> [TEXTO DE APOIO]
Na semana passada, por exemplo, a deputada cubano-americana Ileana
Ros-Lehtinen (Partido Republicano, Florida) afirmou que demandou ao presidente
Barack Obama sanções econômicas à Venezuela. No mesmo ato em apoio às manifestações,
realizado em Miami, Luigi Boria, prefeito de Doral, cidade com alta
concentração de latinos na Florida, expôs que estava “muito entusiasmado porque
acredito que agora sim se produzirá uma saída frente ao atropelo, à violação
aos direitos humanos que se vive na Venezuela” e que “a experiência da Síria
deve levar a uma reflexão do Departamento de Estado sobre as ações que se devem
tomar. Acredito que os Estados Unidos e o presidente Obama devem tomar ações
sobre a Venezuela”. Seria difícil não considerar natural e legítimo que o
governo e os venezuelanos se preocupem com esse tipo de demanda externa.
Nem seria necessário elencar as intervenções norte-americanas na América
Latina ou em países exportadores de petróleo, apenas lembrar que a Venezuela
está a três horas de voo de Miami e possui reservas de mais de 300 bilhões de
barris de petróleo, a maior do mundo. De acordo com a Agência Internacional de
Energia e com o principal anuário estatístico do tema, editado pela petrolífera
britânica BP, a Venezuela tem as maiores reservas de petróleo do mundo. Ainda
que seja predominantemente um petróleo pesado, cujo custo de refinação de um
barril supera US$ 20, ele é vendido a quase US$ 100 por barril.
Talvez valha ainda apontar que, há dez anos, a Venezuela não exportava
nenhuma gota de petróleo para a China e hoje vende mais de 400 mil barris
diários para seu maior parceiro asiático.
Correio da Cidadania – Em que medida, de todo modo, a tensão está
associada às reais condições sociais e econômicas do país, que têm de fato se
precarizado, sobrepondo-se ao cenário e visão tão polarizados quando a
Venezuela está em foco?

> [DADOS ARMAZENADOS]
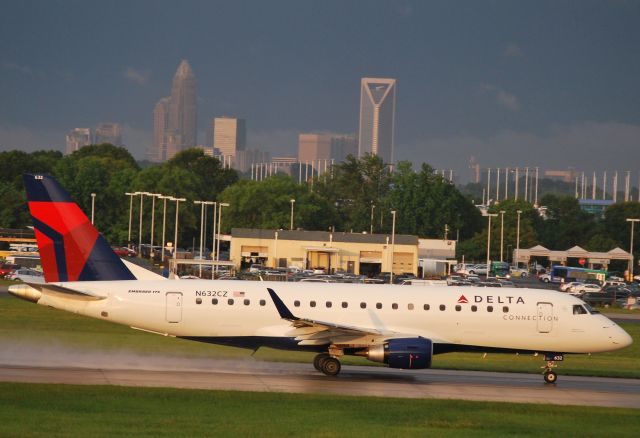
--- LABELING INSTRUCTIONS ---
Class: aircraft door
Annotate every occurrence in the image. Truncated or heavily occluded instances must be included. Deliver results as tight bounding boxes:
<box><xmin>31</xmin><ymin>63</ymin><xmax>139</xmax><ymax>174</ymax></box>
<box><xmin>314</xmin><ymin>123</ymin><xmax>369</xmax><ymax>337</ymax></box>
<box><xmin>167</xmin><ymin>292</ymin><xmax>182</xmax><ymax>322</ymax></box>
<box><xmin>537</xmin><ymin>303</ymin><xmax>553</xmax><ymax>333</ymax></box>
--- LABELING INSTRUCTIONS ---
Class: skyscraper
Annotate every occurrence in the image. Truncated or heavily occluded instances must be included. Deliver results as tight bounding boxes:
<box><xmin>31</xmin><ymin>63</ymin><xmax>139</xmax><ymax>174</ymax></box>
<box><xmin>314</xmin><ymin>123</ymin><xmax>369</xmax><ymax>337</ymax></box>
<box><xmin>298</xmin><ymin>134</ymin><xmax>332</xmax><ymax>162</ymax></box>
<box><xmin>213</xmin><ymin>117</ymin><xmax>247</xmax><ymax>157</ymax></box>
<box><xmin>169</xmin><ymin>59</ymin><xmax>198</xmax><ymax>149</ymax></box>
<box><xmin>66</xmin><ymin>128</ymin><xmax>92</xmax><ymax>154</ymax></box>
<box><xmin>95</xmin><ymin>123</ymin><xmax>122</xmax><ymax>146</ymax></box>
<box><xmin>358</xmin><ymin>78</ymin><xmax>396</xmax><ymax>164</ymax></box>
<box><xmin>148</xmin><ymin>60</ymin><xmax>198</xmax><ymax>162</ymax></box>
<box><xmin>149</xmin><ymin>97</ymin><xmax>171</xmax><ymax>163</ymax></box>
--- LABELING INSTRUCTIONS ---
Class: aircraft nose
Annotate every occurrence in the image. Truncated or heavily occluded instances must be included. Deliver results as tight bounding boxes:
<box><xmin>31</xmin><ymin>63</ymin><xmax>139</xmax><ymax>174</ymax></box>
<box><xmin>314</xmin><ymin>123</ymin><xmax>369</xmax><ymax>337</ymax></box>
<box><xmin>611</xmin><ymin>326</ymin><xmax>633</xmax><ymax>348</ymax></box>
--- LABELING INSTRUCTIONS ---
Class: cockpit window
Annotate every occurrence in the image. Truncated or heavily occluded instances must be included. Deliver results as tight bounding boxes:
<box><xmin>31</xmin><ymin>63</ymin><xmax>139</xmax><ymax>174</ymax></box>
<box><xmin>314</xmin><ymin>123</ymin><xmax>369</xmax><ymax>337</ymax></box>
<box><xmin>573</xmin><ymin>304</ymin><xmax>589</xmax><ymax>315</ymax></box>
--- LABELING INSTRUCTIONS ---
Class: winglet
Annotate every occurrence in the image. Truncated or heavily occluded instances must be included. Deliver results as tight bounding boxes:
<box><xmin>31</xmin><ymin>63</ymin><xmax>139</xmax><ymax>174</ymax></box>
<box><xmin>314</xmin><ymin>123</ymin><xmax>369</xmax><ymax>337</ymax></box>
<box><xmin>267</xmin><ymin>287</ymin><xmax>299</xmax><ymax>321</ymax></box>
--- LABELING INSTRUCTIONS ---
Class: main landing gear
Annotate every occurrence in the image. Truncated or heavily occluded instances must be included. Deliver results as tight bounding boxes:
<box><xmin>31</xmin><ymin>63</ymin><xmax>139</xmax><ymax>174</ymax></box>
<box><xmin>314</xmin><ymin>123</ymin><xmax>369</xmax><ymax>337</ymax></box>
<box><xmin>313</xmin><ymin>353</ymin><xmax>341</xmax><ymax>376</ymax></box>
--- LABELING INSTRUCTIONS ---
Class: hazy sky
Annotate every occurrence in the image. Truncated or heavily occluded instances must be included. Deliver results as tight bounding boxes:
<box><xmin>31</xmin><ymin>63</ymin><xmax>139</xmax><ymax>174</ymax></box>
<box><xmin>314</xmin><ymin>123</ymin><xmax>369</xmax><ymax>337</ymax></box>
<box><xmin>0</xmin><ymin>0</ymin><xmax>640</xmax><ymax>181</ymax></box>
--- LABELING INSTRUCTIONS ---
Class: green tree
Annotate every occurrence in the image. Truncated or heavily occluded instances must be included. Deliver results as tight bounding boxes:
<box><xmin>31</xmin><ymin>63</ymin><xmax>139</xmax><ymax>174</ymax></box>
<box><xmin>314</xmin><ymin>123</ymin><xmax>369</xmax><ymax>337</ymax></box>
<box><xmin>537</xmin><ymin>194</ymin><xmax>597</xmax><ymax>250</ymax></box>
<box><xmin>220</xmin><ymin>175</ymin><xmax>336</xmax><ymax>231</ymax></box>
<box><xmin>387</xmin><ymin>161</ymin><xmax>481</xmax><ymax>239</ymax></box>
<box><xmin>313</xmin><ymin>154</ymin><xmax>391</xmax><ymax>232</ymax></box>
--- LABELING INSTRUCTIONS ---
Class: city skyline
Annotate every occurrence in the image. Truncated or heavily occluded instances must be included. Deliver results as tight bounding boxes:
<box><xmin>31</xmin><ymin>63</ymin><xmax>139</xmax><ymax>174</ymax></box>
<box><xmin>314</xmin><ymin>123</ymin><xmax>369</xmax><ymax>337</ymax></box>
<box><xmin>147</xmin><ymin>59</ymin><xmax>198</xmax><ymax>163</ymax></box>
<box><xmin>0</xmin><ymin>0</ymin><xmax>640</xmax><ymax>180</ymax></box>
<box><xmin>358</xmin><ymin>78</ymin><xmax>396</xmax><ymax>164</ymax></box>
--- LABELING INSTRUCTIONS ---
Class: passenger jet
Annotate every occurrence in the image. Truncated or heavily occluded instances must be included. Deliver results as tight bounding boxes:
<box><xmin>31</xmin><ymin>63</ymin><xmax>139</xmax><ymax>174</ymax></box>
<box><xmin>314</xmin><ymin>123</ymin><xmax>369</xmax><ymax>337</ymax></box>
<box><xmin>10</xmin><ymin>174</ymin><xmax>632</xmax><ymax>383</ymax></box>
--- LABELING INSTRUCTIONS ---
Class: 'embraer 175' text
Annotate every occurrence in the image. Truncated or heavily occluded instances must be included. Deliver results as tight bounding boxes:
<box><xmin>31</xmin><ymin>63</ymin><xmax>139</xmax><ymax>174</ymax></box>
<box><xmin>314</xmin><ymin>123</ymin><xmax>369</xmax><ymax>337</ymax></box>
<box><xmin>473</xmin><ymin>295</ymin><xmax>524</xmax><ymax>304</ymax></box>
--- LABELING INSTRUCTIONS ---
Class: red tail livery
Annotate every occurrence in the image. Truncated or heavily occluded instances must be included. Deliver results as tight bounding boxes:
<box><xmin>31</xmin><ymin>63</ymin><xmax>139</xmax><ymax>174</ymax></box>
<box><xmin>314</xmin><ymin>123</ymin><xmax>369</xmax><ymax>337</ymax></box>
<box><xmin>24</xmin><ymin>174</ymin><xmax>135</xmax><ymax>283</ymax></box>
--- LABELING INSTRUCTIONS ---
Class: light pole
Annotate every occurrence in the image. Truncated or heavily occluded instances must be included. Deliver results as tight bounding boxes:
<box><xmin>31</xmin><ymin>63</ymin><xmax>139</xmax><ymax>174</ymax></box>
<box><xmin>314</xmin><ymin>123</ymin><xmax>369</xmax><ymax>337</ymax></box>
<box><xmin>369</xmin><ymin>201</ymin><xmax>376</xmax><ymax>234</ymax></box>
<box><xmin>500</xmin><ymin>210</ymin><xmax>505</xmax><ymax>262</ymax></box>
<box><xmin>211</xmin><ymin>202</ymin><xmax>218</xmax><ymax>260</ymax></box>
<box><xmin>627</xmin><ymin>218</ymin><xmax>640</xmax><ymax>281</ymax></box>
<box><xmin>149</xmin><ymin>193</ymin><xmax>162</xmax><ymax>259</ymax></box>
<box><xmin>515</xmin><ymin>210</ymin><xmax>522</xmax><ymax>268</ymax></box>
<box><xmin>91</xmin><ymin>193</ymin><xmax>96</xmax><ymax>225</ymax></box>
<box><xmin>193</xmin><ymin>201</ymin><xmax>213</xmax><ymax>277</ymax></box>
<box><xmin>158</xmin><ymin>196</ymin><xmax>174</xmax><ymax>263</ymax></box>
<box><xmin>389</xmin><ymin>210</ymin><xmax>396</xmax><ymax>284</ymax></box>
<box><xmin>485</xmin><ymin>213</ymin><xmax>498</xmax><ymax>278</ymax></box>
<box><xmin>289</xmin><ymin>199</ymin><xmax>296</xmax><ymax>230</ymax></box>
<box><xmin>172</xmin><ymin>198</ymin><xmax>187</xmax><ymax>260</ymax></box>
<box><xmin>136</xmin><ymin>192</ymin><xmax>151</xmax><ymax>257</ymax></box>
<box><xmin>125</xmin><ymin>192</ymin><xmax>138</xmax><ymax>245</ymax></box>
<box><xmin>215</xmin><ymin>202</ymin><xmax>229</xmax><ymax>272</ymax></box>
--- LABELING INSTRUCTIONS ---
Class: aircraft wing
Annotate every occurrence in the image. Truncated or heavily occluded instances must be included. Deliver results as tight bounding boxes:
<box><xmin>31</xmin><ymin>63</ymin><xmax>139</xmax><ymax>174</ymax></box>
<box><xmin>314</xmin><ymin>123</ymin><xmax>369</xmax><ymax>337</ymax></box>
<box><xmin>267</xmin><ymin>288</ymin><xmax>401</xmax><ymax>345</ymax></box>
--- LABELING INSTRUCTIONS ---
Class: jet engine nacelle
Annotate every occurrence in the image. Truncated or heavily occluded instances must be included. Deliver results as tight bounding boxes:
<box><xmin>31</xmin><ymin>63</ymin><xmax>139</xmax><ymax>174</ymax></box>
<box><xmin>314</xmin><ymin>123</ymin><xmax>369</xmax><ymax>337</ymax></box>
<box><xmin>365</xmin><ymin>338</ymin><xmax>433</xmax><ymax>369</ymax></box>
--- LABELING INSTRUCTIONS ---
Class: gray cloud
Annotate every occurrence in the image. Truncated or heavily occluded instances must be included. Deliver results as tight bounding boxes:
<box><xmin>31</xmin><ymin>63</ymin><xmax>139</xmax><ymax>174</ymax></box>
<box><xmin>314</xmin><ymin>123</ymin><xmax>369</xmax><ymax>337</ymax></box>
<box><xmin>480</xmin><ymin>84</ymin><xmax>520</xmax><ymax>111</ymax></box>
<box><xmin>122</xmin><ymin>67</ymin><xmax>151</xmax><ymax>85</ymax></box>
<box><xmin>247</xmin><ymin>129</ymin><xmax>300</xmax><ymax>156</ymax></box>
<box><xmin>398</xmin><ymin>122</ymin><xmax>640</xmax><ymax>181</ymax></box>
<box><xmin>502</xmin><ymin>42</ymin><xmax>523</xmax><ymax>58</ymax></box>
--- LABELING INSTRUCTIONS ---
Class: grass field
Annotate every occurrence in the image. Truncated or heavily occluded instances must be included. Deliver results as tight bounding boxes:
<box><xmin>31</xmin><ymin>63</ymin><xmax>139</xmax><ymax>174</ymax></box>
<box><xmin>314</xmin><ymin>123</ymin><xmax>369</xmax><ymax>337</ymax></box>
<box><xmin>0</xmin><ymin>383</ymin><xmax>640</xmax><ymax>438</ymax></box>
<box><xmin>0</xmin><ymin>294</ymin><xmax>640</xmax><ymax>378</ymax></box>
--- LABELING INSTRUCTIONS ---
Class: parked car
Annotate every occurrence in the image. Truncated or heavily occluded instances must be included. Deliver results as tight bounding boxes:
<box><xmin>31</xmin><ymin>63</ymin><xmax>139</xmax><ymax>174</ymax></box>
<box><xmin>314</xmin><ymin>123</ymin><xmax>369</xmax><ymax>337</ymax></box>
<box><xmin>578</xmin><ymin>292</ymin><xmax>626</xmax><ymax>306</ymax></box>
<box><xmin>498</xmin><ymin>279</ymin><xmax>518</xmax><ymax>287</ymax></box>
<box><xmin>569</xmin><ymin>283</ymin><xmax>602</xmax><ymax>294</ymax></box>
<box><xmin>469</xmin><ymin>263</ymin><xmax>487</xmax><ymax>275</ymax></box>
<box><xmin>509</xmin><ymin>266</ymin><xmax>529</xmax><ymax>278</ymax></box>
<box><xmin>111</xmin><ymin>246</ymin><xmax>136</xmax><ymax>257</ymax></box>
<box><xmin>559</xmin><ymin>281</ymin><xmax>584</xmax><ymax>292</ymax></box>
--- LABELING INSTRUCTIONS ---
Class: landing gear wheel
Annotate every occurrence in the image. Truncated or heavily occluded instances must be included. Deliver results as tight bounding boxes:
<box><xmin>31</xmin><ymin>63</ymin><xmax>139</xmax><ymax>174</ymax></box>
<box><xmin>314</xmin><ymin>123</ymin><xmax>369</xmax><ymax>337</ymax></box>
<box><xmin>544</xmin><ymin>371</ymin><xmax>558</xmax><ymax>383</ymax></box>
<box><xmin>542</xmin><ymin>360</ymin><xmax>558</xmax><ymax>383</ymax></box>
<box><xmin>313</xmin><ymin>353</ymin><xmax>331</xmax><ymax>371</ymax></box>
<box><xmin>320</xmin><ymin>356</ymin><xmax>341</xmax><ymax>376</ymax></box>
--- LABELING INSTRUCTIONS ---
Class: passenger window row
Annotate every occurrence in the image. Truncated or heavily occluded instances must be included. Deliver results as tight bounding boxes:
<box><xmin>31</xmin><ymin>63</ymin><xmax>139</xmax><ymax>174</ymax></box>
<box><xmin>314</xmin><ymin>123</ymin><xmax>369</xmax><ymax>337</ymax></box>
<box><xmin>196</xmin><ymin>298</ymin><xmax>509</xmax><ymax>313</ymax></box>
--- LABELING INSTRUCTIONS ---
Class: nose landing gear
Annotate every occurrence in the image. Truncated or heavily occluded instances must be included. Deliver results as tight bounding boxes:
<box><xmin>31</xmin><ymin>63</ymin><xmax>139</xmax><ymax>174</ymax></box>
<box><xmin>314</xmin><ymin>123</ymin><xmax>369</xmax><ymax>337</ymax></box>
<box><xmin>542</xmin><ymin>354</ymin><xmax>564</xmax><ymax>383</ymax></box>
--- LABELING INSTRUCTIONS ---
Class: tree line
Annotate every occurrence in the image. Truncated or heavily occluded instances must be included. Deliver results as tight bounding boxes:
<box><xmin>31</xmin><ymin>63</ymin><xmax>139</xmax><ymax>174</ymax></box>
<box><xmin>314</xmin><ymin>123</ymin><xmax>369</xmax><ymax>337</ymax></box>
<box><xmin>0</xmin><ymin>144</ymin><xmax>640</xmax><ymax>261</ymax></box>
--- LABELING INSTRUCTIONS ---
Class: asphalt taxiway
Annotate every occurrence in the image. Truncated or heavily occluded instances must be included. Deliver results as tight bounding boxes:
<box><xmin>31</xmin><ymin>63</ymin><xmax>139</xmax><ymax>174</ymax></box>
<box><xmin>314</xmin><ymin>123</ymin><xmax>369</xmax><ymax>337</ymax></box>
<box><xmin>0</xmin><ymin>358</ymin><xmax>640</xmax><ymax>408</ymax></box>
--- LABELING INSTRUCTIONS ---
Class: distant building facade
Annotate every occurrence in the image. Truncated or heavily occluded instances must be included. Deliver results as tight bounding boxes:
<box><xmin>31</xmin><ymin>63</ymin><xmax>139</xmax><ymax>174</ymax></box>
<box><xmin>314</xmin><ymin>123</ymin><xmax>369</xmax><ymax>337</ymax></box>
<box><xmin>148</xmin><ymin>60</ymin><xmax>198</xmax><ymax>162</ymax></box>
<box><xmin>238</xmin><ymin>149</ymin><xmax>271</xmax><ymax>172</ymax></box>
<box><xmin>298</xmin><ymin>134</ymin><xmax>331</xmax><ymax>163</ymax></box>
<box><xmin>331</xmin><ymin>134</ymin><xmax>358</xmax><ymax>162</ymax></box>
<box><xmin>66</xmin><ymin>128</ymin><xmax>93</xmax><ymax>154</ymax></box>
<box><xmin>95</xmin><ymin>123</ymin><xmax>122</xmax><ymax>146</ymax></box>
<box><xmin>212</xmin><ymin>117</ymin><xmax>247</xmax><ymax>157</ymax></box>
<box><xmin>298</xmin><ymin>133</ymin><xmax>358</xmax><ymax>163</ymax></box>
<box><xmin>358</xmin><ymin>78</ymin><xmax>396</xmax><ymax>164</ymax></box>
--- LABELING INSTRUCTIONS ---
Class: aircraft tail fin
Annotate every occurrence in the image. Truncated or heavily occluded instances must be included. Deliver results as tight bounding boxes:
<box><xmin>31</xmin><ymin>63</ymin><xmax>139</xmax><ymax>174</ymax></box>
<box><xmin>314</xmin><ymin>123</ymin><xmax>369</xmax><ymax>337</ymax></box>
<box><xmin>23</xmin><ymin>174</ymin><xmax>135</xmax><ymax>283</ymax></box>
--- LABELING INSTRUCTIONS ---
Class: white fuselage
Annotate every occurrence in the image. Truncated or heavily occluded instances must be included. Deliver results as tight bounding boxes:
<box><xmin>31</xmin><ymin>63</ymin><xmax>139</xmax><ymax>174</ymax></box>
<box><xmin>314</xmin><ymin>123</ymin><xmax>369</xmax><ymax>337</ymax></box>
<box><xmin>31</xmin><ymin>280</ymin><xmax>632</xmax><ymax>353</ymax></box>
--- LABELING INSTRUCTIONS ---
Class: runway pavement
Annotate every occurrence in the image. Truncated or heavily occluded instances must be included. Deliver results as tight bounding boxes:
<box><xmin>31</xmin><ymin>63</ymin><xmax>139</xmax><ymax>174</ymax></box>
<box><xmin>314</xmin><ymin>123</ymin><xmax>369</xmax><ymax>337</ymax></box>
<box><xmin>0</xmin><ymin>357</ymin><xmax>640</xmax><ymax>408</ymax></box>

> [ATIVIDADES PROPOSTAS]
1. Substitua "entusiasmado" por "animado" no trecho do texto sobre a Venezuela que vai de "Na semana passada, por" a "de demanda externa." e transcreva esse trecho com a troca feita.
2. Dê prosseguimento ao texto sobre a Venezuela a partir do ponto em que ele termina.
O material não tem nenhum papel nesta parte.

> [RESPOSTAS DAS ATIVIDADES]
1.
Na semana passada, por exemplo, a deputada cubano-americana Ileana
Ros-Lehtinen (Partido Republicano, Florida) afirmou que demandou ao presidente
Barack Obama sanções econômicas à Venezuela. No mesmo ato em apoio às manifestações,
realizado em Miami, Luigi Boria, prefeito de Doral, cidade com alta
concentração de latinos na Florida, expôs que estava “muito animado porque
acredito que agora sim se produzirá uma saída frente ao atropelo, à violação
aos direitos humanos que se vive na Venezuela” e que “a experiência da Síria
deve levar a uma reflexão do Departamento de Estado sobre as ações que se devem
tomar. Acredito que os Estados Unidos e o presidente Obama devem tomar ações
sobre a Venezuela”. Seria difícil não considerar natural e legítimo que o
governo e os venezuelanos se preocupem com esse tipo de demanda externa.

2.
Pedro Barros – Nos quinze anos de chavismo, a Venezuela foi o
país do mundo que mais distribuiu renda e combateu a pobreza. Isso foi impulsionado
pelo incremento do investimento social, permitido pelo aumento da arrecadação,
principalmente devido ao aumento do controle do governo sobre a renda
petroleira, que foi particularmente alta nesse período. O mesmo êxito não
ocorreu nas tentativas de diversificar a economia e, mais recentemente, no
controle de importantes variáveis macroeconômicas, como o câmbio ou a inflação.
Há evidentes problemas na economia venezuelana; ao mesmo tempo, a
maioria da população tem a clareza de que a alternativa não é retornar ao
passado. A repetição da saída fracassada de 2002 é improvável em um cenário em
que as forças armadas, a estatal petroleira e parte dos meios de comunicação
estão comprometidas com o processo político em curso. Em 2002, parte considerável
da cúpula militar, a maioria da direção da estatal petroleira PDVSA e todos os
meios de comunicação relevantes estavam absolutamente comprometidos com o golpe
- mesmo assim, o povo na rua, em atitude inédita na região, reverteu as
ambições desses setores.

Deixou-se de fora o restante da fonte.